- [GIVEN TEXT]
________________

North America and Asia Pacific are Expected to Achieve the Highest CAGR.
Strategy Analytics latest report on IoT Cellular Connections forecasts a double-digit compound annual growth rate (CAGR) of 14% during 2022-2030.
According to Waseem Haider, Principal Analyst, Enterprise IoT at Strategy Analytics and author of the report “IoT Cellular Connections by Air Interface by Region: 2022-2030 Forecast Update”:
“the latest forecast update looks at the historical data as far as 2013 and forecasts IoT connections by Air Interface technology (2G, 3G, 4G, 5G) and by region (Asia-Pacific, North America, Western Europe, Central & Eastern Europe, Caribbean & Latin America and Middle East & Africa). Over the forecast period, North America and Asia-Pacific are expected to achieve the highest compound annual growth rate (CAGR) of 16% and 14% respectively.”
Between 2022-2030, the mix by technology will change with 5G making strong in-roads replacing 4G connections, from 4G comprising 71% of connections in 2022, to only 49% in 2030. Although, we expect an y-o-y decline in IoT cellular connections in 2022 due to Covid-19 lockdown in China, chip shortage/supply chain disruption and geopolitical conflicts. The overall IoT cellular connections will grow at 14% throughout the forecast period.

________________

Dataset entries

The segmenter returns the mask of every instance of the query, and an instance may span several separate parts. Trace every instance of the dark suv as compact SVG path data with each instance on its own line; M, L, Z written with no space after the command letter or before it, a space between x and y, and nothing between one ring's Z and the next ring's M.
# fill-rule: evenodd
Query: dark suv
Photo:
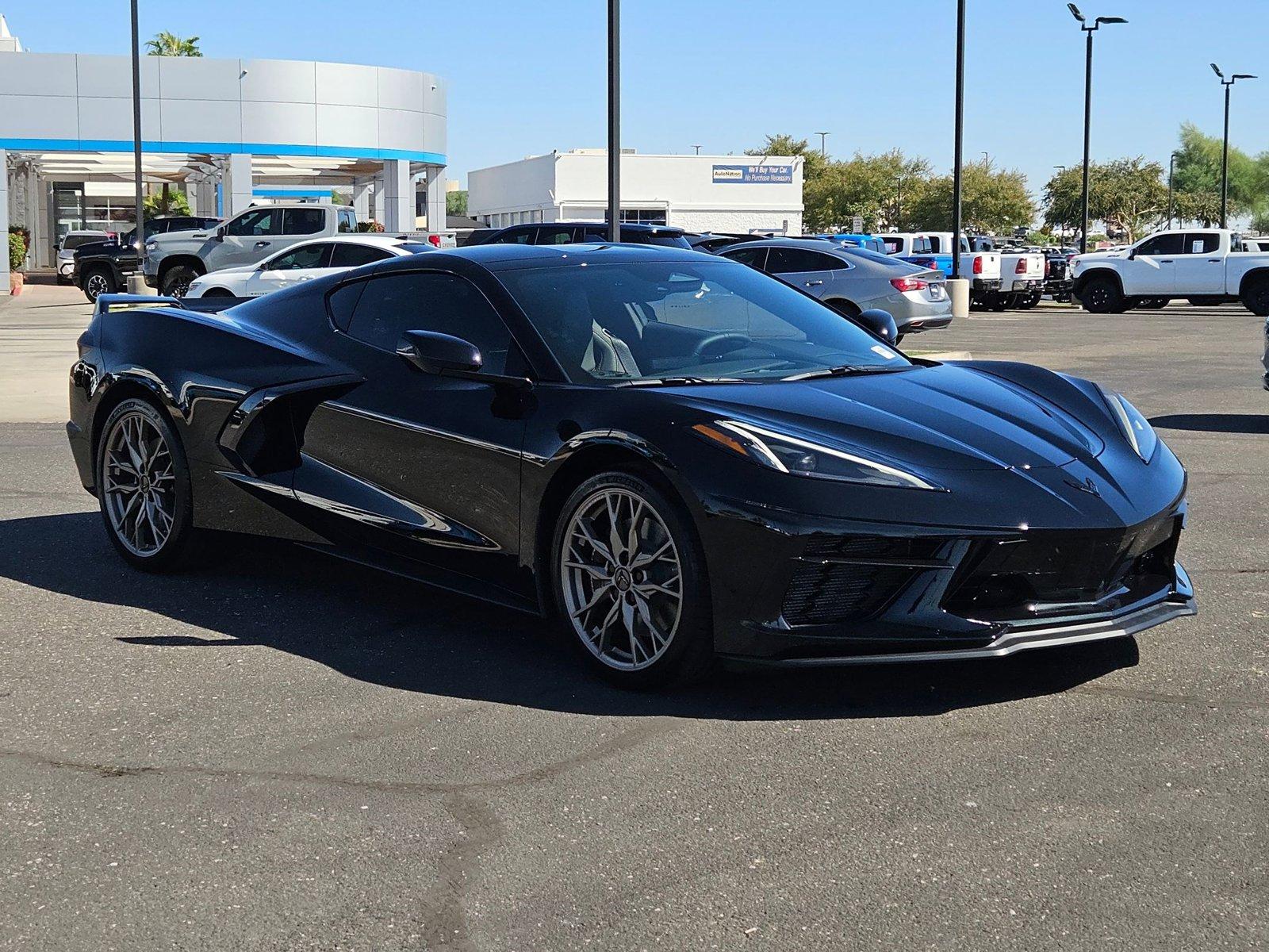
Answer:
M608 241L608 223L590 221L511 225L489 235L481 245L572 245L580 241ZM667 225L622 225L622 241L629 245L665 245L692 249L683 228ZM477 244L477 242L468 242Z
M146 220L146 237L166 235L169 231L197 231L212 228L220 218L206 218L197 215L173 215L165 218ZM126 231L113 241L94 241L75 249L75 270L71 281L89 301L96 301L98 294L113 294L128 288L128 275L141 270L141 256L137 253L137 230Z

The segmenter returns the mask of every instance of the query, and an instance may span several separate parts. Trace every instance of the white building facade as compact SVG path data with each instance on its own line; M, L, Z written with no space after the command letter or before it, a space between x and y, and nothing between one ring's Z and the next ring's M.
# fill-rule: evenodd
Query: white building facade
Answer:
M0 29L0 33L8 30ZM132 199L128 56L23 52L0 43L0 234L32 236L51 264L75 228L124 231ZM253 203L350 201L391 231L445 221L444 81L429 72L289 61L141 58L143 178L181 190L198 215ZM117 227L109 227L118 222ZM8 255L0 293L8 291Z
M467 176L467 209L491 227L604 221L608 152L536 155ZM622 154L622 220L685 231L802 234L802 159Z

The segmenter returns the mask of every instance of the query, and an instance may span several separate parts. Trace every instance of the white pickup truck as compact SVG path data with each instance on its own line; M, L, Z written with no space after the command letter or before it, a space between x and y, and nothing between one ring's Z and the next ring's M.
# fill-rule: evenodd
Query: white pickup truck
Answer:
M1123 251L1076 255L1075 296L1093 314L1187 298L1241 301L1253 314L1269 316L1269 253L1244 248L1242 239L1226 228L1156 231Z

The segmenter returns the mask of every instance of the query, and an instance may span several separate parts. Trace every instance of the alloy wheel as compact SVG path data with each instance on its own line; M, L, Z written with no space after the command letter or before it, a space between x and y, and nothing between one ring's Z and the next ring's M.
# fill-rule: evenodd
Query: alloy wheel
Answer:
M141 413L124 414L107 435L103 457L102 491L110 528L133 555L155 555L176 518L176 472L168 440Z
M631 671L665 655L683 614L683 566L651 503L628 489L593 493L569 520L560 560L565 611L595 658Z
M88 277L84 291L88 292L90 301L96 301L102 294L109 293L110 283L105 279L104 274L94 272Z

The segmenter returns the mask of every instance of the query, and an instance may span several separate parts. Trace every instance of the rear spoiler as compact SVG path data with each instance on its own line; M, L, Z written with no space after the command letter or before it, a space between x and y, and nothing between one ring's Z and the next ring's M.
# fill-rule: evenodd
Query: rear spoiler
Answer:
M109 314L110 310L127 310L128 307L178 307L181 311L194 311L198 314L217 314L227 311L235 305L250 301L249 297L165 297L162 294L99 294L93 306L93 316Z

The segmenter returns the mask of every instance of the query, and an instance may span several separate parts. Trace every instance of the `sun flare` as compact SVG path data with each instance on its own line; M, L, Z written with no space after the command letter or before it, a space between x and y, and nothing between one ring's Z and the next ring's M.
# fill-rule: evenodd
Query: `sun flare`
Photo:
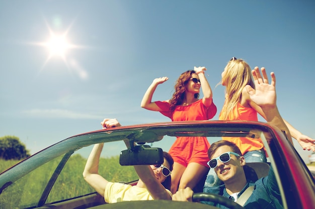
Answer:
M54 56L64 58L67 51L71 48L71 45L64 36L52 36L47 43L49 51L50 57Z

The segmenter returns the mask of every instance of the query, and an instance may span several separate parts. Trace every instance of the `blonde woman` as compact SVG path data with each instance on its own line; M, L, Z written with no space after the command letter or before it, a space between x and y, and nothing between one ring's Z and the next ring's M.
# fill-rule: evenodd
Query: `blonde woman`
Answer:
M255 69L258 68L256 67ZM222 120L258 121L257 113L266 119L266 115L261 107L253 101L245 87L255 88L249 65L242 59L232 58L222 73L221 84L225 88L225 100L219 116ZM292 137L296 139L304 149L315 150L312 139L302 134L283 120ZM235 143L241 150L246 162L267 162L264 145L259 139L248 137L223 137L223 140ZM292 143L290 137L288 140ZM216 185L219 183L218 178L213 170L209 171L205 185Z

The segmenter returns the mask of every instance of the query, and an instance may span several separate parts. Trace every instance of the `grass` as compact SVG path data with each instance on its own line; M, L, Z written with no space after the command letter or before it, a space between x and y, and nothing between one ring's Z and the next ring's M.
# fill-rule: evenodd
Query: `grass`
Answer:
M0 194L0 209L17 208L37 204L46 185L62 156L48 162L6 188ZM84 180L82 173L87 159L76 154L71 156L54 184L46 202L72 198L95 191ZM133 166L119 165L119 156L100 159L99 171L109 181L129 182L138 178ZM0 172L18 160L0 159Z

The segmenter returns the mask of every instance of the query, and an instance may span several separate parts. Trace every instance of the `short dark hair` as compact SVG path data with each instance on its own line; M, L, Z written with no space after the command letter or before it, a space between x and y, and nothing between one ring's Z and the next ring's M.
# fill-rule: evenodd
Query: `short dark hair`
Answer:
M239 154L240 156L243 155L239 147L234 143L225 140L221 140L211 144L210 148L208 150L208 156L209 157L209 159L211 159L213 153L218 148L224 145L230 147L232 152Z
M174 160L172 157L172 156L167 152L163 151L163 157L164 157L170 164L170 170L172 171L173 170L173 165L174 164Z

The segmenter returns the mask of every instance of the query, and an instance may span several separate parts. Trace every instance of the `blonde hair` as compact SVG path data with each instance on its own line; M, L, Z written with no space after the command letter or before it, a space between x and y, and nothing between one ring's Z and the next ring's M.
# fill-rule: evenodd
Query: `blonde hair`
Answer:
M222 78L225 89L225 102L221 112L222 120L228 120L228 116L241 100L242 92L247 85L255 89L251 67L242 59L231 59L225 68Z

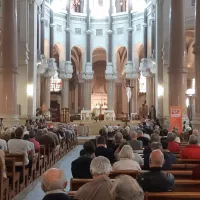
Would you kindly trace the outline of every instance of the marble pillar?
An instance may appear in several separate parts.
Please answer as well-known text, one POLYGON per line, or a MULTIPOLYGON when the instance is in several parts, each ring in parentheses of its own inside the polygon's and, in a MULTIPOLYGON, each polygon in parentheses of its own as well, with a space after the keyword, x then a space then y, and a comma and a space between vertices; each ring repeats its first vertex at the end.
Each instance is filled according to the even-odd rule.
POLYGON ((29 66, 28 86, 30 94, 27 95, 27 116, 32 118, 36 115, 36 86, 37 86, 37 4, 29 4, 29 66))
POLYGON ((91 110, 92 80, 85 79, 84 82, 84 110, 91 110))
POLYGON ((69 108, 69 79, 62 79, 62 108, 69 108))
POLYGON ((154 105, 154 77, 147 76, 146 77, 146 85, 147 85, 147 92, 146 92, 146 104, 150 108, 154 105))
POLYGON ((184 0, 171 0, 169 49, 169 105, 186 108, 187 69, 184 63, 184 0))
POLYGON ((20 118, 26 119, 28 112, 28 70, 29 70, 29 2, 17 1, 18 13, 18 85, 17 104, 20 106, 20 118))
POLYGON ((44 75, 44 93, 43 93, 43 103, 42 107, 45 110, 48 110, 50 108, 50 83, 51 83, 51 77, 44 75))
POLYGON ((155 107, 158 118, 163 118, 163 3, 156 1, 156 73, 155 73, 155 107))
POLYGON ((107 80, 108 110, 115 110, 115 81, 107 80))
POLYGON ((132 87, 131 113, 138 113, 138 79, 130 79, 130 86, 132 87))
POLYGON ((194 43, 194 64, 195 64, 195 114, 193 117, 193 128, 200 130, 200 1, 196 0, 195 14, 195 43, 194 43))
POLYGON ((18 43, 16 0, 6 0, 3 5, 0 118, 3 118, 6 127, 19 123, 17 116, 18 43))

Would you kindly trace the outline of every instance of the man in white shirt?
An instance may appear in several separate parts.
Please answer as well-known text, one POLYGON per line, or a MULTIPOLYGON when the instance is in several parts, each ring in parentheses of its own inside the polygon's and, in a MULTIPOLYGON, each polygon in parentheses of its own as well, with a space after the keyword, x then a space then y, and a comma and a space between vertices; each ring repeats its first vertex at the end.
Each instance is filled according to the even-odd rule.
POLYGON ((0 149, 6 151, 8 149, 7 142, 3 139, 0 139, 0 149))
POLYGON ((15 130, 15 139, 11 139, 8 141, 8 149, 9 153, 19 153, 25 154, 25 165, 29 164, 28 153, 31 151, 30 145, 27 141, 22 139, 23 137, 23 129, 18 127, 15 130))

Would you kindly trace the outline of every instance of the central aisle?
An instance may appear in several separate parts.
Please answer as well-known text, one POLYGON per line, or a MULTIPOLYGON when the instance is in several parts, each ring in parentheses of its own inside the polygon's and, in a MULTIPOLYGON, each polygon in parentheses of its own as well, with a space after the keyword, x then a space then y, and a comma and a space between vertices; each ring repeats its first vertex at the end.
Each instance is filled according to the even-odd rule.
MULTIPOLYGON (((68 181, 67 191, 70 189, 70 179, 72 178, 71 163, 73 160, 79 157, 79 153, 82 148, 82 145, 76 146, 76 148, 67 153, 66 156, 64 156, 61 160, 59 160, 58 163, 54 165, 54 167, 64 170, 68 181)), ((43 197, 44 192, 41 189, 40 178, 38 178, 13 200, 42 200, 43 197)))

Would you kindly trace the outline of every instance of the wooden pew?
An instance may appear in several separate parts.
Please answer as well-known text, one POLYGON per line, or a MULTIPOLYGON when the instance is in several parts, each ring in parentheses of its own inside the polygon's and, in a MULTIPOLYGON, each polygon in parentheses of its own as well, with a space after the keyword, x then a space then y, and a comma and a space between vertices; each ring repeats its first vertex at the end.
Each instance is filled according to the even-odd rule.
MULTIPOLYGON (((75 193, 71 193, 74 196, 75 193)), ((145 193, 144 200, 197 200, 200 192, 157 192, 145 193)))
MULTIPOLYGON (((75 194, 76 191, 68 192, 71 198, 75 194)), ((200 199, 200 192, 146 192, 144 196, 144 200, 197 200, 200 199)))
POLYGON ((178 159, 177 163, 200 164, 200 159, 178 159))
POLYGON ((198 164, 187 164, 187 163, 172 164, 172 170, 192 170, 197 165, 198 164))
POLYGON ((17 154, 17 153, 6 153, 5 156, 7 158, 15 158, 15 167, 22 168, 22 177, 23 182, 20 183, 20 191, 22 191, 25 187, 28 186, 28 176, 29 176, 29 169, 26 169, 25 165, 25 155, 24 154, 17 154))
POLYGON ((0 172, 0 199, 9 199, 9 179, 3 177, 3 171, 0 172))
MULTIPOLYGON (((71 179, 70 191, 77 191, 84 184, 93 179, 71 179)), ((111 179, 115 181, 115 179, 111 179)), ((200 191, 200 180, 175 180, 174 192, 198 192, 200 191)))
MULTIPOLYGON (((143 172, 148 172, 148 171, 141 171, 143 172)), ((133 170, 116 170, 116 171, 111 171, 109 174, 109 177, 111 179, 125 174, 125 175, 129 175, 133 178, 136 178, 136 176, 141 173, 140 171, 133 171, 133 170)), ((175 179, 191 179, 192 178, 192 171, 191 170, 169 170, 169 171, 165 171, 166 173, 171 173, 174 175, 175 179)))
POLYGON ((199 192, 200 180, 175 180, 174 192, 199 192))
POLYGON ((5 158, 7 177, 9 178, 9 199, 19 193, 20 173, 15 170, 15 158, 5 158))

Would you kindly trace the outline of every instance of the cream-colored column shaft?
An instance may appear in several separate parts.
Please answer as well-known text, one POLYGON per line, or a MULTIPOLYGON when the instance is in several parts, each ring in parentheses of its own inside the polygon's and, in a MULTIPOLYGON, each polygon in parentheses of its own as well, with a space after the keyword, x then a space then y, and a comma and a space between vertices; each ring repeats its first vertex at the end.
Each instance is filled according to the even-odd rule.
POLYGON ((163 0, 156 1, 156 74, 155 107, 158 118, 163 118, 163 0))
POLYGON ((181 106, 185 113, 187 69, 184 63, 184 0, 171 0, 169 50, 169 105, 181 106))
POLYGON ((43 94, 43 108, 50 108, 50 83, 51 77, 44 77, 44 94, 43 94))
POLYGON ((28 64, 29 64, 29 2, 28 0, 17 1, 18 18, 18 85, 17 103, 20 105, 20 118, 27 118, 28 112, 28 64))
POLYGON ((62 80, 62 108, 69 108, 69 79, 62 80))
POLYGON ((17 125, 17 5, 16 0, 3 3, 2 66, 0 66, 0 117, 4 125, 17 125))
POLYGON ((85 80, 84 82, 84 109, 91 110, 91 80, 85 80))
POLYGON ((40 95, 41 95, 41 75, 37 74, 37 88, 36 88, 36 108, 40 108, 40 95))
POLYGON ((78 84, 76 85, 76 88, 75 88, 75 98, 74 98, 74 100, 75 100, 75 107, 74 107, 74 112, 75 113, 78 113, 78 84))
POLYGON ((154 78, 153 77, 146 77, 146 101, 147 106, 150 108, 150 106, 154 105, 154 78))
POLYGON ((36 86, 37 86, 37 5, 29 4, 29 67, 28 85, 32 91, 28 95, 28 117, 36 115, 36 86))
POLYGON ((131 89, 132 98, 131 98, 131 113, 138 113, 138 80, 130 80, 130 86, 134 87, 131 89))
POLYGON ((114 110, 114 95, 115 95, 115 82, 114 80, 107 80, 107 93, 108 93, 108 110, 114 110))
POLYGON ((193 127, 200 130, 200 1, 196 0, 195 16, 195 44, 194 44, 194 63, 195 63, 195 114, 193 117, 193 127))

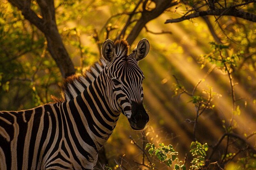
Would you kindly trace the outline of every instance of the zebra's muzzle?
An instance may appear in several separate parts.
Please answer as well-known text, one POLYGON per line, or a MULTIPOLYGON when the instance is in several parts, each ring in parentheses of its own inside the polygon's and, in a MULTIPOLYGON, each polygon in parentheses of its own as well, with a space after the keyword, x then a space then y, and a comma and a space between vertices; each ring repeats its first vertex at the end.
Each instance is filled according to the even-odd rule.
POLYGON ((128 119, 132 128, 135 130, 141 130, 145 128, 149 120, 149 117, 144 108, 143 104, 137 104, 132 101, 132 114, 128 119))

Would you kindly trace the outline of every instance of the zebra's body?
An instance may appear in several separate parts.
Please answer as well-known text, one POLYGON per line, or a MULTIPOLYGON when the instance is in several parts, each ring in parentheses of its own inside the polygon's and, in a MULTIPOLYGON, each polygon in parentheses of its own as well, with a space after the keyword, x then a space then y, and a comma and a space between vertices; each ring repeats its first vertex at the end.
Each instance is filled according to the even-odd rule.
POLYGON ((135 53, 139 51, 120 55, 128 48, 124 41, 115 47, 107 40, 102 49, 106 66, 101 66, 101 71, 99 67, 100 73, 90 77, 88 84, 82 77, 90 77, 82 75, 67 81, 65 101, 26 110, 0 112, 0 169, 92 170, 120 112, 132 128, 144 128, 148 117, 142 108, 143 76, 135 53), (113 46, 117 49, 111 53, 115 51, 113 46))

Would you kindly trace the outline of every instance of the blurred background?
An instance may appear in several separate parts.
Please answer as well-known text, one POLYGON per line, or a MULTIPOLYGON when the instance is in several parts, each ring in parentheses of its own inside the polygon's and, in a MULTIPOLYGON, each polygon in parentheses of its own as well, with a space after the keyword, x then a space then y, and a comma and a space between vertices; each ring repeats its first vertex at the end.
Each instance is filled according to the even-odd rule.
POLYGON ((139 66, 149 126, 135 132, 120 116, 105 146, 108 166, 150 169, 150 162, 172 169, 142 149, 164 143, 189 169, 190 144, 197 140, 209 146, 202 168, 255 169, 256 24, 249 15, 236 15, 239 11, 255 16, 254 1, 28 1, 28 14, 19 1, 0 4, 0 110, 27 109, 59 97, 63 78, 97 61, 106 39, 126 39, 132 50, 146 38, 150 51, 139 66), (68 74, 49 47, 58 37, 40 24, 49 23, 47 5, 54 7, 51 22, 73 64, 68 74), (193 13, 198 15, 182 19, 193 13), (182 19, 166 22, 173 18, 182 19))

________________

- [TASK LIST]
1: In the IoT cellular connections forecast text, what share of connections is 4G expected to make up in 2030?
2: Carry on the IoT cellular connections forecast text, picking up after its final sentence.

- [ANSWER LIST]
1: 4G is expected to make up only 49% of connections in 2030.

2:
The outlook for the IoT cellular connections is clear: 4G will continue to dominate overall, driven by 2G replacements, especially in China, but also elsewhere. 3G phases out with most connections moving to 4G. We expect 5G to reach 47% of the connections mix by 2030, while 4G will remain the dominant technology at 49%.
Gina Luk, Director of Enterprise Research at Strategy Analytics, elaborated:
“The adoption of 5G will likely happen in different stages, with eMBB reaching mass adoption first, uRLLC gaining traction soon afterward, and mMTC showing the longest tail.”
“Adoption will be determined by the availability of 5G chipsets, the speed and coverage of 5G network, and as well as the evolution of regulations. The engine for driving 5G forward for fast growth and rapid adoption is its radio access technology, referred to as New Radio (NR). One recent example is NR support for reduced capability (RedCap) devices which can facilitate the expansion of the NR device ecosystem to cater to use cases include wearables (e.g., smart watches, wearable medical devices, AR/VR goggles, etc.), industrial sensors, and video surveillance, as these are not yet best served by the current NR specifications.”